**Given problem**
Repeat the data word for word. Do not include the pictures.

[Excerpt from a dataset]
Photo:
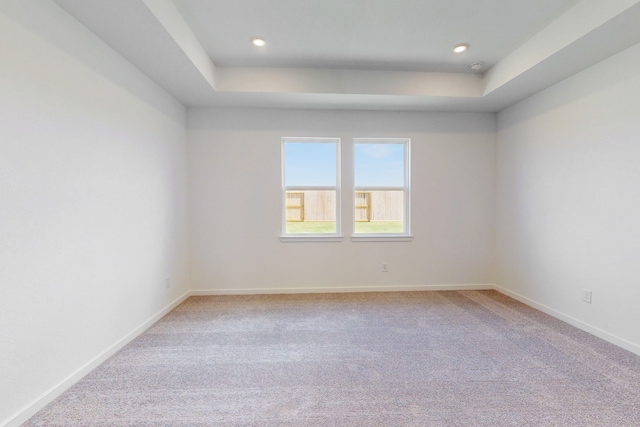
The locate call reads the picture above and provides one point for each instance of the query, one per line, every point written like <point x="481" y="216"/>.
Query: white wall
<point x="92" y="200"/>
<point x="568" y="198"/>
<point x="235" y="213"/>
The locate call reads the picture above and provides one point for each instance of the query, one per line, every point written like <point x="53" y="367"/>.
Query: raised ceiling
<point x="360" y="54"/>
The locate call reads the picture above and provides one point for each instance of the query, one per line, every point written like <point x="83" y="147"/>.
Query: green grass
<point x="379" y="227"/>
<point x="311" y="227"/>
<point x="321" y="227"/>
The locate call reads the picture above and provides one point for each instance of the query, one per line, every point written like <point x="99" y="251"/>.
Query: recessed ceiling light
<point x="462" y="47"/>
<point x="258" y="41"/>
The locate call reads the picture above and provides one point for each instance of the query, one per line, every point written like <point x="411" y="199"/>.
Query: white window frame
<point x="406" y="214"/>
<point x="309" y="237"/>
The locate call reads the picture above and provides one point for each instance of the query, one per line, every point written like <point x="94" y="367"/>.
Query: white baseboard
<point x="32" y="408"/>
<point x="613" y="339"/>
<point x="328" y="290"/>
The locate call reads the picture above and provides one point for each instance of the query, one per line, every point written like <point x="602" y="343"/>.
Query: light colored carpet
<point x="459" y="358"/>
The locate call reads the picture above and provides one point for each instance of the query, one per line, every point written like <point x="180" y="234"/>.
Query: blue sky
<point x="379" y="165"/>
<point x="310" y="164"/>
<point x="314" y="164"/>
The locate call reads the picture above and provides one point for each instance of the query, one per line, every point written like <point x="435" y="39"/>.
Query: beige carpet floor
<point x="459" y="358"/>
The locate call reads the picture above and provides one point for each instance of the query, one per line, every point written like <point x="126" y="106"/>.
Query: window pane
<point x="310" y="164"/>
<point x="311" y="212"/>
<point x="379" y="165"/>
<point x="379" y="212"/>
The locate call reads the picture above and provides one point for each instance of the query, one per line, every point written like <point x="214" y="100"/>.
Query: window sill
<point x="311" y="238"/>
<point x="382" y="238"/>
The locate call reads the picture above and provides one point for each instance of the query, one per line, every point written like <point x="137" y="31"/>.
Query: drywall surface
<point x="92" y="200"/>
<point x="235" y="202"/>
<point x="568" y="197"/>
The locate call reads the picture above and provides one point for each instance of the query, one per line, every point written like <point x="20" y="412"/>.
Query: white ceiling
<point x="408" y="35"/>
<point x="360" y="54"/>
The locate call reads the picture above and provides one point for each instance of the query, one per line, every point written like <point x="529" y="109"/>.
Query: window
<point x="311" y="188"/>
<point x="381" y="187"/>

**Answer to this exercise**
Photo:
The locate call reads the picture above and provides one point for each instance of the query, one per line, every point written like <point x="481" y="216"/>.
Query: white wall
<point x="92" y="200"/>
<point x="568" y="198"/>
<point x="235" y="213"/>
The locate call reads the picture above and provides one point for each instance of the query, one per line, every point written like <point x="53" y="367"/>.
Query: raised ceiling
<point x="360" y="54"/>
The locate call reads the picture above and provides one point for each instance of the query, one per line, every point written like <point x="83" y="147"/>.
Query: green grass
<point x="379" y="227"/>
<point x="311" y="227"/>
<point x="321" y="227"/>
The locate call reads the picture above and provides one point for each instance of the query, one per line, every point written like <point x="99" y="251"/>.
Query: recessed ceiling light
<point x="462" y="47"/>
<point x="258" y="41"/>
The locate call reads the picture above and provides one point for each instance of the query, one per line, every point written like <point x="411" y="199"/>.
Query: white window frame
<point x="406" y="214"/>
<point x="309" y="237"/>
The locate call reads the picture above and provides one point for each instance of the query, one per line, every point written like <point x="94" y="367"/>.
Query: white baseboard
<point x="32" y="408"/>
<point x="613" y="339"/>
<point x="328" y="290"/>
The locate call reads the picture above and provides one point for each instance of the query, one per line, every point written like <point x="602" y="343"/>.
Query: light colored carpet
<point x="459" y="358"/>
The locate call reads the picture above and provides one point for each instance of the query, one per line, every point written like <point x="180" y="234"/>.
Query: blue sky
<point x="379" y="165"/>
<point x="310" y="164"/>
<point x="314" y="164"/>
The locate call reads the picture above and provides one point for each instance of the query, one per line, every point written like <point x="435" y="39"/>.
Query: beige carpet floor
<point x="459" y="358"/>
The locate call reads the picture above and provides one point for each instance of the query, one per line, every point written like <point x="126" y="106"/>.
Query: window pane
<point x="310" y="164"/>
<point x="311" y="212"/>
<point x="379" y="165"/>
<point x="379" y="212"/>
The locate call reads the picture above and provides one point for each instance of the query, one per line, every point written like <point x="214" y="100"/>.
Query: window sill
<point x="311" y="238"/>
<point x="382" y="238"/>
The locate call reads the picture above and provides one point for each instance of the query, one per line, every point written like <point x="137" y="31"/>.
Query: drywall surface
<point x="92" y="200"/>
<point x="235" y="202"/>
<point x="568" y="197"/>
The locate call reads the picture above and provides one point for each instance of the query, one per line, every point written like <point x="20" y="412"/>.
Query: white ceiling
<point x="408" y="35"/>
<point x="360" y="54"/>
The locate call reads the picture above and provides one point for each instance of the query, one per line, every point written like <point x="529" y="109"/>.
Query: window
<point x="311" y="188"/>
<point x="381" y="187"/>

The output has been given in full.